*** GIVEN RECORDS Section Begins ***

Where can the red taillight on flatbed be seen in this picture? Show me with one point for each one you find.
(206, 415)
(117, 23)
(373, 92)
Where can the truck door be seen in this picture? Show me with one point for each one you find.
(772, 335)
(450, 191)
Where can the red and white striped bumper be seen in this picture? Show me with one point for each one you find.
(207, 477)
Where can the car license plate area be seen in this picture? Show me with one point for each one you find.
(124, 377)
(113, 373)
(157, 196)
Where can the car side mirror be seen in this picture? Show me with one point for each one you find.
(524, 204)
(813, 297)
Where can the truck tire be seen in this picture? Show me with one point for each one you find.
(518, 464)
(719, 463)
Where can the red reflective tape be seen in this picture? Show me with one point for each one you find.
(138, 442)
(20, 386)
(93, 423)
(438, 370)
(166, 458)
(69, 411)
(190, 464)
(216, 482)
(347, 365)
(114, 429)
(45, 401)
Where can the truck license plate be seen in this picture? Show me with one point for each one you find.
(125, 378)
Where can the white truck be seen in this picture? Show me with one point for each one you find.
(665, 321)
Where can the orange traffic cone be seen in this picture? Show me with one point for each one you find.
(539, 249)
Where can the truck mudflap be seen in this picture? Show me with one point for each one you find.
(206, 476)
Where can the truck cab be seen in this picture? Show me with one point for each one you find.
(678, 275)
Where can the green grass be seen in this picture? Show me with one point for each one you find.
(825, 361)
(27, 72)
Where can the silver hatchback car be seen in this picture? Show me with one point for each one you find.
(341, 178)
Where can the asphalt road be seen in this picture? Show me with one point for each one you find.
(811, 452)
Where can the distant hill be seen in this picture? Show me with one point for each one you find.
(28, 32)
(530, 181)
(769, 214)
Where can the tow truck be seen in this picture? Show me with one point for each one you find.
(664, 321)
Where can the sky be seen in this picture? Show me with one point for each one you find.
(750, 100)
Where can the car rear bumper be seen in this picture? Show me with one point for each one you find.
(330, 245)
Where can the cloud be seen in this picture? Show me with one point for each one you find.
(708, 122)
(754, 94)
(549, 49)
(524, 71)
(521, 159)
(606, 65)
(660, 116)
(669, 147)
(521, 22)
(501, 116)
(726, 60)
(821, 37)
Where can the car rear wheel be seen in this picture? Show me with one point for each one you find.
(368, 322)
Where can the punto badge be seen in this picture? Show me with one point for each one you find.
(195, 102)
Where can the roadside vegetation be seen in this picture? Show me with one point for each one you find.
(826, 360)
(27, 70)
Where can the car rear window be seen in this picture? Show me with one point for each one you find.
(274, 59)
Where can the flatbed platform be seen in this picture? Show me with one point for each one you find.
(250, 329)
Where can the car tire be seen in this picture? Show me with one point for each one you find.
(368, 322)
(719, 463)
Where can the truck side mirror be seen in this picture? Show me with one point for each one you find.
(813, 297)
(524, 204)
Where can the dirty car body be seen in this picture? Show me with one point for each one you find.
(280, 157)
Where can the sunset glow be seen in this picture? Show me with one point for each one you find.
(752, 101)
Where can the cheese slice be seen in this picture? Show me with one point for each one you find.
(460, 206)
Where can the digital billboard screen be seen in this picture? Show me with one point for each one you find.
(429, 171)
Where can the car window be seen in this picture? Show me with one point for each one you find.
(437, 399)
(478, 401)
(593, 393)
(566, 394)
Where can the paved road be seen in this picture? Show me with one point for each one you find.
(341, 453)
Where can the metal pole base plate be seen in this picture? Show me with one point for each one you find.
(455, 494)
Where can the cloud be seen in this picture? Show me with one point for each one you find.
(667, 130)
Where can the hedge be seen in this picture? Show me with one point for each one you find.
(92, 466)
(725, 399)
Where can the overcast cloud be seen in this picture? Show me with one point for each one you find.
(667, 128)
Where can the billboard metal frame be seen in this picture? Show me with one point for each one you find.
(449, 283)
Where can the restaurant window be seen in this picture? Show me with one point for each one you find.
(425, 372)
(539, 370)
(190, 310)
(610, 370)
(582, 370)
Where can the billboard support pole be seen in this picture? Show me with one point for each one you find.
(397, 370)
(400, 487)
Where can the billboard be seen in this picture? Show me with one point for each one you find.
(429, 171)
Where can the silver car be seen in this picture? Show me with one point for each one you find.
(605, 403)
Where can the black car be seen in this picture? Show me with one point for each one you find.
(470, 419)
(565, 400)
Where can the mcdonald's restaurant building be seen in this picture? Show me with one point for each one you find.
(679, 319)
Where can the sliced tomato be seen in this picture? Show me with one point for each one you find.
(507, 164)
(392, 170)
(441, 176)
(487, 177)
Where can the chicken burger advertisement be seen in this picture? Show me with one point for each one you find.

*** GIVEN RECORDS Section Ends ***

## WHAT IS EXPECTED
Reproduce the listing above exactly from the line containing "Where can the metal" through its last line, with both of those lines included.

## PROBLEM SOLUTION
Where can the metal pole base plate be seen in this picture? Show me with one point for each one you find.
(455, 494)
Where can the cloud be seen in this picture? Show me with one point for each one you find.
(667, 130)
Where can the hedge be seen in this picture? Show me with one point for each one you find.
(92, 466)
(725, 399)
Where can the overcast cloud be seen in this picture? Show me with one point for each one you find.
(667, 128)
Where can the billboard metal frame be seen in this picture? Show me with one point for each one you find.
(449, 283)
Where can the restaurant window be seen in this picture? Show me with one point for each one you find.
(425, 372)
(539, 370)
(190, 310)
(610, 370)
(582, 370)
Where can the billboard support pole be seen in this picture? Show me with one point for each one you find.
(397, 370)
(400, 487)
Where can the billboard be seen in this picture? Show me with one point for each one you find.
(429, 171)
Where can the silver car be seen in this picture? Show me with one point for each one you find.
(605, 403)
Where can the black car be seen in this picture? Show me with one point for each one you find.
(470, 419)
(565, 400)
Where can the mcdonald's restaurant building be seen in this picture? Show me with one point for each one you find.
(679, 319)
Where can the sliced tomato be seen in this picture? Show me with one point for each one you find.
(507, 164)
(392, 170)
(441, 176)
(487, 177)
Where can the chicken burger advertisement be seen in this picture? Show me with one point for each one you find.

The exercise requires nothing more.